Task goal
Could you turn every line of the data below into a numbered list, skipping blank lines and leaving out the pictures?

## START

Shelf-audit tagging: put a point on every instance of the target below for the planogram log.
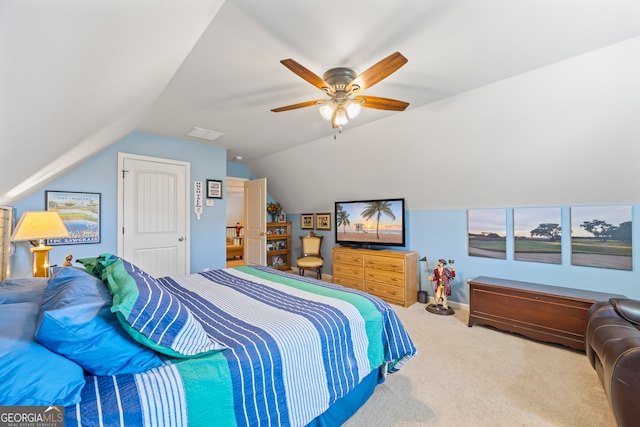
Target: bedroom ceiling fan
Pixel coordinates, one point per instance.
(343, 86)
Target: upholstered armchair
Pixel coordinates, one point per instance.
(311, 254)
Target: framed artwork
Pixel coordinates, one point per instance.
(306, 221)
(80, 213)
(487, 231)
(214, 189)
(537, 235)
(323, 221)
(601, 236)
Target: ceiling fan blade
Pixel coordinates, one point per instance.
(307, 75)
(299, 105)
(383, 103)
(378, 72)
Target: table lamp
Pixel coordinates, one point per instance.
(38, 226)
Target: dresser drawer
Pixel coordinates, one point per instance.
(349, 282)
(385, 277)
(384, 263)
(389, 293)
(348, 258)
(355, 271)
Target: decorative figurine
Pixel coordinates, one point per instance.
(442, 276)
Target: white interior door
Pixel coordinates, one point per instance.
(153, 214)
(255, 225)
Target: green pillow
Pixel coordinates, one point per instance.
(152, 315)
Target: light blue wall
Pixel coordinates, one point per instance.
(99, 175)
(443, 234)
(432, 233)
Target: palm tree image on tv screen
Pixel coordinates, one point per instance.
(374, 222)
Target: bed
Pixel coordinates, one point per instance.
(248, 346)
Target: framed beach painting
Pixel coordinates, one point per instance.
(306, 221)
(487, 232)
(601, 236)
(537, 235)
(80, 213)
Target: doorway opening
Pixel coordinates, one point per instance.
(235, 221)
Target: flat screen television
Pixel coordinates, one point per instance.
(370, 223)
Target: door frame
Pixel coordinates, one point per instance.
(120, 208)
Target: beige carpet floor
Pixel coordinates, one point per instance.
(480, 376)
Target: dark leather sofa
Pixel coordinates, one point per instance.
(612, 341)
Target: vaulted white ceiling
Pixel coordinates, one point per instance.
(76, 76)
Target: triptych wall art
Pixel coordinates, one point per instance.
(601, 236)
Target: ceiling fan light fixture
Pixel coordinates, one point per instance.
(326, 110)
(341, 117)
(353, 108)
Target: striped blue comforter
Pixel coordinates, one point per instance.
(295, 346)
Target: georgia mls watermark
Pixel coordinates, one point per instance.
(31, 416)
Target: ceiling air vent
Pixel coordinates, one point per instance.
(201, 133)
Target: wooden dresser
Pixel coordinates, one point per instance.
(388, 274)
(542, 312)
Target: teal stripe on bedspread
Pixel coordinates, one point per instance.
(208, 385)
(371, 316)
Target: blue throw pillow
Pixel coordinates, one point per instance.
(76, 321)
(153, 315)
(22, 289)
(31, 374)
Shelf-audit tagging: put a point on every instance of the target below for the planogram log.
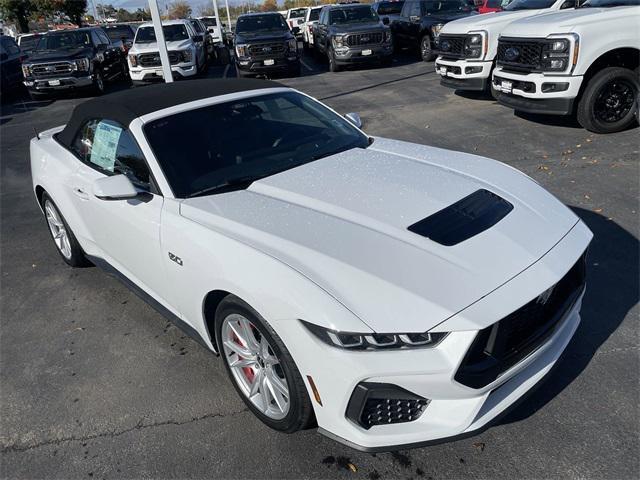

## END

Output of the task
1. Shelf-audit tagging: put a point on every instance of the target below for the planogram log.
2. Target: bedroom ceiling fan
3. Pixel coordinates, one point per instance.
4. (343, 86)
5. Target: upholstered armchair
6. Pixel coordinates, one point per instance.
7. (311, 254)
8. Target: framed artwork
9. Pixel coordinates, one point per instance.
10. (306, 221)
11. (80, 213)
12. (487, 231)
13. (214, 189)
14. (537, 235)
15. (323, 221)
16. (601, 236)
17. Target: ceiling fan blade
18. Pixel coordinates, one point per instance.
19. (307, 75)
20. (299, 105)
21. (383, 103)
22. (378, 72)
23. Target: table lamp
24. Pixel coordinates, one point per instance.
25. (38, 226)
26. Target: dresser drawer
27. Pixel coordinates, one point per instance.
28. (349, 282)
29. (385, 277)
30. (384, 263)
31. (389, 293)
32. (348, 258)
33. (355, 271)
34. Target: decorative figurine
35. Pixel coordinates, one point per instance.
36. (442, 276)
37. Target: white interior door
38. Pixel coordinates, one point per instance.
39. (153, 214)
40. (255, 225)
41. Target: green pillow
42. Pixel coordinates, one point per instance.
43. (152, 315)
44. Target: light blue wall
45. Pixel coordinates, one point per instance.
46. (99, 175)
47. (443, 234)
48. (432, 233)
49. Target: palm tree image on tv screen
50. Pixel coordinates, one point per instance.
51. (374, 222)
52. Target: bed
53. Pixel coordinates, one point per instance.
54. (248, 346)
55. Target: framed beach painting
56. Pixel coordinates, one point per instance.
57. (306, 221)
58. (487, 232)
59. (601, 236)
60. (537, 235)
61. (80, 213)
62. Target: doorway opening
63. Pixel coordinates, one point per instance.
64. (235, 221)
65. Target: flat screen television
66. Pixel coordinates, one point per instance.
67. (370, 223)
68. Target: door frame
69. Pixel coordinates, one point per instance.
70. (120, 208)
71. Target: beige carpet floor
72. Pixel coordinates, one point per instance.
73. (480, 376)
74. Target: dark leather sofa
75. Pixel coordinates, one point per instance.
76. (612, 341)
77. Target: vaulted white ceiling
78. Pixel coordinates, one point per instance.
79. (76, 76)
80. Target: triptych wall art
81. Pixel coordinates, one point per instance.
82. (601, 236)
83. Target: ceiling fan light fixture
84. Pixel coordinates, one point per instance.
85. (326, 110)
86. (341, 117)
87. (353, 108)
88. Target: striped blue comforter
89. Pixel coordinates, one point per instance.
90. (295, 346)
91. Target: georgia mls watermark
92. Pixel coordinates, one point per instance.
93. (31, 416)
94. Target: ceiling air vent
95. Pixel coordinates, one point per instance.
96. (201, 133)
97. Target: wooden dresser
98. Pixel coordinates, one point per instance.
99. (388, 274)
100. (542, 312)
101. Target: teal stripe on bedspread
102. Pixel coordinates, one point per instance.
103. (208, 385)
104. (371, 316)
105. Target: blue throw pillow
106. Pixel coordinates, one point per instance.
107. (76, 321)
108. (153, 315)
109. (22, 289)
110. (31, 374)
111. Shelf-audit tagging: put a point on every instance of the target below for the planogram log.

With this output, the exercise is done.